Work request A:
Write out the Saved entries rows below line for line, leaving the pictures out.

Document extract:
McGregor and his group have been investigating various aspects of the problem. One approach to dealing with a massive graph is to first compress the graph in a way that approximately preserves the relevant properties of the graph. The idea is analogous to using MP3 and JPEG files on your phone rather than the original songs and photos. While some of the information is lost, the hope is that the difference is imperceptible. For graphs, we need to be careful with what it means for the difference to be imperceptible and different notions (e.g., the distances between pairs of nodes or the size of cuts are approximately preserved) lead to different forms of compression. The benefits of compressing the graphs include the fact that running any existing algorithm on a smaller graph will be faster than running the algorithm on a large graph. The compressed graph may also fit in main memory thus avoiding I/O bottlenecks, and even if the graph data is stored across numerous machines, compressing the input reduces communication overheads.

However, this naturally raises the question of how to efficiently perform the compression. A popular technique for compressing some other types of data is to use random projections. For a simple example, consider representing a collection of text documents as vectors where the entries encode the frequency of the different words in the corresponding document. Then the similarity of two documents can be measured in terms of the distance between the corresponding vectors. The dimension of the vectors would be the size of the vocabulary which would be roughly hundreds of thousands in the case of English. However, by first applying random projections to the vectors, an existing result shows that it is possible to dramatically reduce their dimension without significantly perturbing the distance between any pair of vectors.

It initially seemed very unlikely that the random projections technique, also known as "sketching", would be of any use when it came to graph problems. In particular, the answer to a graph problem can be very sensitive to slight changes in the input and a single edge could make a big difference for even a simple problem like trying to test whether a graph was connected.  "We actually spent a considerable amount of time failing to prove impossibility results," admits McGregor "and I remember very clearly the moment I realized there was a good reason; because it was, in fact, possible!"

Their initial result still strikes McGregor as surprising. He illustrates it in the following way. Imagine we ask all the students at the university to determine whether the graph of their friendships is connected. A simple solution would be if every student listed all their friendships and we then studied these lists. Unfortunately, this could involve a lot of writing for the students that had many friends and someone who was friends with everyone would be there all day! The new result shows that even if each student knows nothing about the graph other than their immediate friends, she can summarize the list of her friends using a number of bits that is roughly logarithmic in the number of students. What makes this particularly surprising is that there could be a friendship between two students, say Alice and Bob, that is essential to the connectivity of the entire graph but neither Alice nor Bob would know this friendship was important when they summarize their lists. The solution devised by McGregor and his colleagues combines ideas from spectral graph theory and a new sampling technique developed in the context of data stream processing.

McGregor's research group have been working on extending their results to other classic graph problems. There also seem to be wider applications for the techniques they have developed including designing faster data structures for dynamic graphs; verification of outsourced graph processing; and new "sliding window" algorithms where the goal is to ensure that no outdated information corrupts the graph being processed. McGregor is organizing workshops in Japan and Canada next year to further explore connections between graph compression, graph streaming, and distributed graph processing.

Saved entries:
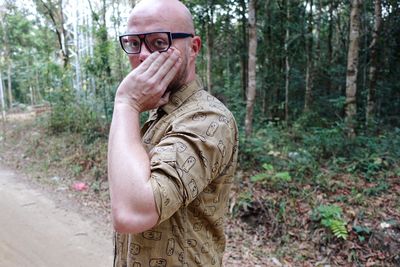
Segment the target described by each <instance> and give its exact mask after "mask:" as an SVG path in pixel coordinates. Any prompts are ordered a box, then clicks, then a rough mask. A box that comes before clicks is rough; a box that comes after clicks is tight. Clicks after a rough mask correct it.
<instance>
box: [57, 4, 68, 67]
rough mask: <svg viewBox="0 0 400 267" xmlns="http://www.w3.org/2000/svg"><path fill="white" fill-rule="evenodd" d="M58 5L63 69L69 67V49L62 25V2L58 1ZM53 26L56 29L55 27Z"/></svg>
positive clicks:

Work request B:
Reproduce the part of the graph compression article starting at "McGregor's research group" and ending at "distributed graph processing.", word for word.

Result A:
Segment the target described by each <instance> and give its exact mask after "mask:" as an SVG path in pixel coordinates. Any prompts are ordered a box, then clicks, then a rough mask. A box that comes before clicks is rough; a box that comes after clicks is tight. Clicks after a rough mask correct it.
<instance>
box: [57, 4, 68, 67]
rough mask: <svg viewBox="0 0 400 267" xmlns="http://www.w3.org/2000/svg"><path fill="white" fill-rule="evenodd" d="M58 5L63 69L69 67V49L62 25V2L58 1ZM53 26L56 29L55 27Z"/></svg>
positive clicks:

Result B:
McGregor's research group have been working on extending their results to other classic graph problems. There also seem to be wider applications for the techniques they have developed including designing faster data structures for dynamic graphs; verification of outsourced graph processing; and new "sliding window" algorithms where the goal is to ensure that no outdated information corrupts the graph being processed. McGregor is organizing workshops in Japan and Canada next year to further explore connections between graph compression, graph streaming, and distributed graph processing.